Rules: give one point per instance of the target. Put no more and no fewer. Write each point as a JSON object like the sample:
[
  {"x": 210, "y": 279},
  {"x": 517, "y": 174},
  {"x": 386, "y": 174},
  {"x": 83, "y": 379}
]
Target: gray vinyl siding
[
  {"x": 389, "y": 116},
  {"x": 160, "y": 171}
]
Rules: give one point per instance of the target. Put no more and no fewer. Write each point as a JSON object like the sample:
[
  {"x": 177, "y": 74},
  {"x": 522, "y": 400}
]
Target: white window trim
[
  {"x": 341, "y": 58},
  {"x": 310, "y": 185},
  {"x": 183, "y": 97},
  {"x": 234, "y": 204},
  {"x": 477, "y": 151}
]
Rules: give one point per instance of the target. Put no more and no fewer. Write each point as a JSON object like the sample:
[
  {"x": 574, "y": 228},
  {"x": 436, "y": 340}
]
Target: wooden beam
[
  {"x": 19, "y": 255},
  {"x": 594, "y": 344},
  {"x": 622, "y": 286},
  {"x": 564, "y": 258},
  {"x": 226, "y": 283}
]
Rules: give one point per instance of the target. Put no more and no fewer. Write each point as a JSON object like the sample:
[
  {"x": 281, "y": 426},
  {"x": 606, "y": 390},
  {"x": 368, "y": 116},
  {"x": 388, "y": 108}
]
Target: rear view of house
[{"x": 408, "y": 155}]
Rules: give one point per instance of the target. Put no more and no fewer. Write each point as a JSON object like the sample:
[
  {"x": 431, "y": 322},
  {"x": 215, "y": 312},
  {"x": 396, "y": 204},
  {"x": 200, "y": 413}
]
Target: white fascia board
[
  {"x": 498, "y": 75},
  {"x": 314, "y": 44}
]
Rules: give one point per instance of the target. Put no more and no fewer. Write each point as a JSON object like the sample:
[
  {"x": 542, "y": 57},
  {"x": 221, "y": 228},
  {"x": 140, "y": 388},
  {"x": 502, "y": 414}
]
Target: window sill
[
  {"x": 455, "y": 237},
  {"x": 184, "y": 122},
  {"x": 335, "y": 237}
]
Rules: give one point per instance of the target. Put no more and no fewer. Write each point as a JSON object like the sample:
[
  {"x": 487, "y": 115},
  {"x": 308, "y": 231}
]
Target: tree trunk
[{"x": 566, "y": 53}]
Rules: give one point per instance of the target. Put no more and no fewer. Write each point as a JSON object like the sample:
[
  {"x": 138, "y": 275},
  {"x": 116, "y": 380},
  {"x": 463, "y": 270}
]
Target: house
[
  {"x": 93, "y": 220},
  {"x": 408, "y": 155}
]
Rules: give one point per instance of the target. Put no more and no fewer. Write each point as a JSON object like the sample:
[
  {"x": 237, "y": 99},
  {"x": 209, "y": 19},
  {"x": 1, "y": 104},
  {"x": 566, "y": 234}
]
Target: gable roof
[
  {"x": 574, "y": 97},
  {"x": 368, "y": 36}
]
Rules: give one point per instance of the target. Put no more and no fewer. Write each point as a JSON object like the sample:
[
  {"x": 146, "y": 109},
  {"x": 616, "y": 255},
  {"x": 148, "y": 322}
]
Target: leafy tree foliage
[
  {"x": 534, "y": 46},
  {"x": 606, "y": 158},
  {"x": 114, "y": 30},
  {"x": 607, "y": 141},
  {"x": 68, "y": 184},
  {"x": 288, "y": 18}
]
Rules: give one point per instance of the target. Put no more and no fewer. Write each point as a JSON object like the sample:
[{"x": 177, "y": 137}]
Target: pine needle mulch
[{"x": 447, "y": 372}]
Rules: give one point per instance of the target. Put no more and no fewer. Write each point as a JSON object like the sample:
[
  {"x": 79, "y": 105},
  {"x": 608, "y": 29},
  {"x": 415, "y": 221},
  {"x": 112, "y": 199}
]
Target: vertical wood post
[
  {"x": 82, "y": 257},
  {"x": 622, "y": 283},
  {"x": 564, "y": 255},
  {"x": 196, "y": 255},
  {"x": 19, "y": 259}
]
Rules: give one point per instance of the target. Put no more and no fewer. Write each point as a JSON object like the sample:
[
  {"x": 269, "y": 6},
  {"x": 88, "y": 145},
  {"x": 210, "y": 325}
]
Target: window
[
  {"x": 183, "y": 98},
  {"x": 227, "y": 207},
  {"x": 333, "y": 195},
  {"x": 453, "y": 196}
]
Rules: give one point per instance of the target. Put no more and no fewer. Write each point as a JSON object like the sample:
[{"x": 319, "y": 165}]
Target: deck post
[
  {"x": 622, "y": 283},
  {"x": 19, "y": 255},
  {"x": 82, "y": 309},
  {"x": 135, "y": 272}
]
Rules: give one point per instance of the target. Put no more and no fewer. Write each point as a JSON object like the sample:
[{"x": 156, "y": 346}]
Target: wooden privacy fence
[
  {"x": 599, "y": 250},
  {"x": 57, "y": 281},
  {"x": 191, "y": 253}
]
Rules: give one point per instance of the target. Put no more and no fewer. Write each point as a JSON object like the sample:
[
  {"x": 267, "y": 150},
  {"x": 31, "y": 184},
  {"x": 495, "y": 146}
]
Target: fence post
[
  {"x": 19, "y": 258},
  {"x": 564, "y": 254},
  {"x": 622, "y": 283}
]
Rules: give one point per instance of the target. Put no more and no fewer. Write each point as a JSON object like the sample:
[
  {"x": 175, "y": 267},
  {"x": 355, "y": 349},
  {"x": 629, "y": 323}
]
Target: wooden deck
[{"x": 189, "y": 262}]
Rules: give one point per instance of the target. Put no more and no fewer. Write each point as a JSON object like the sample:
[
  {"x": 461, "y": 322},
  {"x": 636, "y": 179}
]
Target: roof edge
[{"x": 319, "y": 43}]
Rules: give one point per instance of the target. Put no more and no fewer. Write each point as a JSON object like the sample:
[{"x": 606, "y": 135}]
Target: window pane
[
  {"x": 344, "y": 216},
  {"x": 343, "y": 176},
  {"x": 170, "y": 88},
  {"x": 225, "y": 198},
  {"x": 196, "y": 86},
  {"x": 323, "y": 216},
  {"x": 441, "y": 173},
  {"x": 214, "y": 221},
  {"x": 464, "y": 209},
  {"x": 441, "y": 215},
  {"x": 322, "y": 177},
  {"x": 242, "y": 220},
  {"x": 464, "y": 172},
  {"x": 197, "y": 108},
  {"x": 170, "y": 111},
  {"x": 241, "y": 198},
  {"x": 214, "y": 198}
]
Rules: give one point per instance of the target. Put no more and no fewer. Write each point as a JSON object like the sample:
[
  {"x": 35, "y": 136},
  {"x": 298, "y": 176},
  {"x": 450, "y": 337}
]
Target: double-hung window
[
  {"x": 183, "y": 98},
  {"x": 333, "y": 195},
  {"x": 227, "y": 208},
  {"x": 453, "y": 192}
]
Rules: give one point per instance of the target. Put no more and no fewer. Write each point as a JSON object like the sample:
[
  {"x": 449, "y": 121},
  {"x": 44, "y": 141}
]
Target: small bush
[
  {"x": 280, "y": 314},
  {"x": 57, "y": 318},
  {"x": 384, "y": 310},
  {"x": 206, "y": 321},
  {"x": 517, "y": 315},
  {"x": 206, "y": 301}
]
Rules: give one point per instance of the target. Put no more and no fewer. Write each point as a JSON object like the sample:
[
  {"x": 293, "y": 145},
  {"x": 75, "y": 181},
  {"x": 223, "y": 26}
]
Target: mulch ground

• _REQUIRED WORK_
Each line of the records must be reproduced exactly.

• _RESPONSE TO THE TASK_
Rules: give one point per instance of the target. Put no more and no fewer. Write each point as a JSON object like the sample:
[
  {"x": 210, "y": 279},
  {"x": 517, "y": 174},
  {"x": 386, "y": 174},
  {"x": 83, "y": 379}
]
Target: gray vinyl siding
[
  {"x": 389, "y": 116},
  {"x": 160, "y": 171}
]
Rules: give one point per instance of the target. Put no more and no fewer. Write each point as a JSON object like the sample:
[
  {"x": 177, "y": 74},
  {"x": 522, "y": 400}
]
Target: white window trim
[
  {"x": 341, "y": 58},
  {"x": 310, "y": 185},
  {"x": 183, "y": 97},
  {"x": 234, "y": 204},
  {"x": 477, "y": 151}
]
Rules: give one point per instance of the target. Put no more and no fewer. Write each point as a JSON object like the sample:
[
  {"x": 574, "y": 228},
  {"x": 436, "y": 340}
]
Target: wooden beam
[
  {"x": 19, "y": 255},
  {"x": 594, "y": 344},
  {"x": 622, "y": 286},
  {"x": 564, "y": 258},
  {"x": 226, "y": 283}
]
Rules: give one point per instance of the target. Put no more and no fewer. Write each point as a JSON object like the sample:
[
  {"x": 281, "y": 426},
  {"x": 606, "y": 390},
  {"x": 368, "y": 116},
  {"x": 388, "y": 108}
]
Target: rear view of house
[{"x": 408, "y": 155}]
Rules: give one point per instance of the target. Put no more and no fewer. Write each point as a JSON object like the sample:
[
  {"x": 431, "y": 322},
  {"x": 215, "y": 312},
  {"x": 396, "y": 204},
  {"x": 200, "y": 413}
]
Target: white fascia board
[
  {"x": 498, "y": 75},
  {"x": 314, "y": 44}
]
Rules: give one point per instance of the target. Put no more and no fewer. Write each point as a JSON object like the sample:
[
  {"x": 542, "y": 57},
  {"x": 221, "y": 228},
  {"x": 140, "y": 388},
  {"x": 502, "y": 414}
]
Target: window sill
[
  {"x": 455, "y": 237},
  {"x": 184, "y": 122},
  {"x": 335, "y": 237}
]
Rules: give one point per instance of the target. Put no more and no fewer. Write each point as a JSON object like the sample:
[
  {"x": 487, "y": 115},
  {"x": 308, "y": 231}
]
Target: tree trunk
[{"x": 566, "y": 53}]
Rules: give one point per instance of the target. Put no more and no fewer. Write each point as a JSON object like the sample:
[
  {"x": 138, "y": 275},
  {"x": 116, "y": 380},
  {"x": 463, "y": 270}
]
Target: house
[
  {"x": 93, "y": 220},
  {"x": 408, "y": 155}
]
Rules: give one point per instance of the target. Put no more and no fewer. Write each point as a JSON object like the sample:
[
  {"x": 237, "y": 99},
  {"x": 209, "y": 19},
  {"x": 1, "y": 104},
  {"x": 566, "y": 234}
]
Target: gable roof
[
  {"x": 574, "y": 97},
  {"x": 368, "y": 36}
]
Rules: give one point per instance of the target. Put no more and no fewer. Write each point as a JSON object like the sample:
[
  {"x": 146, "y": 109},
  {"x": 616, "y": 255},
  {"x": 148, "y": 322}
]
Target: leafy tree foliage
[
  {"x": 534, "y": 46},
  {"x": 606, "y": 158},
  {"x": 114, "y": 30},
  {"x": 607, "y": 141},
  {"x": 68, "y": 184},
  {"x": 288, "y": 18}
]
Rules: give one point per instance of the target. Put no more and no fewer. Write each point as a JSON object like the sample:
[{"x": 177, "y": 137}]
Target: pine needle mulch
[{"x": 447, "y": 372}]
Rules: give one point per instance of the target. Put no more and no fewer. Write each point as a JSON object like the sample:
[
  {"x": 79, "y": 105},
  {"x": 608, "y": 29},
  {"x": 415, "y": 221},
  {"x": 112, "y": 199}
]
Target: vertical wood post
[
  {"x": 82, "y": 257},
  {"x": 622, "y": 283},
  {"x": 564, "y": 255},
  {"x": 196, "y": 255},
  {"x": 19, "y": 259}
]
Rules: give one point per instance of the target. Put no more and no fewer. Write each point as a JSON object like the sample:
[
  {"x": 269, "y": 6},
  {"x": 88, "y": 145},
  {"x": 210, "y": 325}
]
Target: window
[
  {"x": 183, "y": 98},
  {"x": 227, "y": 207},
  {"x": 333, "y": 195},
  {"x": 453, "y": 196}
]
Rules: give one point per instance of the target. Put no more and no fewer. Write each point as a JSON object like the sample:
[{"x": 319, "y": 165}]
Target: deck post
[
  {"x": 622, "y": 283},
  {"x": 19, "y": 255},
  {"x": 82, "y": 309},
  {"x": 135, "y": 272}
]
Rules: give one point per instance of the target. Put no more and no fewer. Write each point as a JSON object like the sample:
[{"x": 156, "y": 346}]
Target: wooden privacy fence
[
  {"x": 599, "y": 250},
  {"x": 57, "y": 281},
  {"x": 191, "y": 253}
]
Rules: give one point per instance of the target. Put no more and no fewer. Write each point as a JSON object like the sample:
[
  {"x": 267, "y": 150},
  {"x": 31, "y": 184},
  {"x": 495, "y": 146}
]
Target: fence post
[
  {"x": 19, "y": 258},
  {"x": 564, "y": 254},
  {"x": 622, "y": 283}
]
Rules: give one point per instance of the target. Put no more and no fewer. Write each point as a JSON object like the sample:
[
  {"x": 175, "y": 267},
  {"x": 355, "y": 349},
  {"x": 629, "y": 323}
]
Target: wooden deck
[{"x": 189, "y": 262}]
Rules: give one point per instance of the target. Put no more and no fewer. Write each point as a JSON object like the sample:
[
  {"x": 461, "y": 322},
  {"x": 636, "y": 179}
]
Target: roof edge
[{"x": 319, "y": 43}]
Rules: give one point per instance of the target. Put no more and no fewer. Write each point as a JSON object like the sample:
[{"x": 606, "y": 135}]
Target: window pane
[
  {"x": 344, "y": 216},
  {"x": 343, "y": 176},
  {"x": 170, "y": 88},
  {"x": 225, "y": 198},
  {"x": 196, "y": 86},
  {"x": 323, "y": 216},
  {"x": 441, "y": 173},
  {"x": 214, "y": 221},
  {"x": 464, "y": 209},
  {"x": 441, "y": 215},
  {"x": 322, "y": 177},
  {"x": 242, "y": 220},
  {"x": 464, "y": 172},
  {"x": 197, "y": 108},
  {"x": 170, "y": 111},
  {"x": 241, "y": 198},
  {"x": 214, "y": 198}
]
Rules: give one point per instance of the target. Put no more and no fewer. Write each point as a JSON object like the sample:
[
  {"x": 35, "y": 136},
  {"x": 298, "y": 176},
  {"x": 450, "y": 337}
]
Target: double-hung window
[
  {"x": 183, "y": 98},
  {"x": 333, "y": 195},
  {"x": 227, "y": 208},
  {"x": 453, "y": 192}
]
Rules: give one point per instance of the target. Put no more and no fewer. Write each point as a JSON object like the sample:
[
  {"x": 449, "y": 121},
  {"x": 44, "y": 141}
]
Target: small bush
[
  {"x": 280, "y": 314},
  {"x": 57, "y": 318},
  {"x": 384, "y": 310},
  {"x": 206, "y": 321},
  {"x": 517, "y": 315},
  {"x": 206, "y": 301}
]
Rules: give one point per instance of the target. Put no more and no fewer. Write each point as a JSON object like the sample:
[
  {"x": 293, "y": 145},
  {"x": 75, "y": 181},
  {"x": 223, "y": 26}
]
Target: mulch ground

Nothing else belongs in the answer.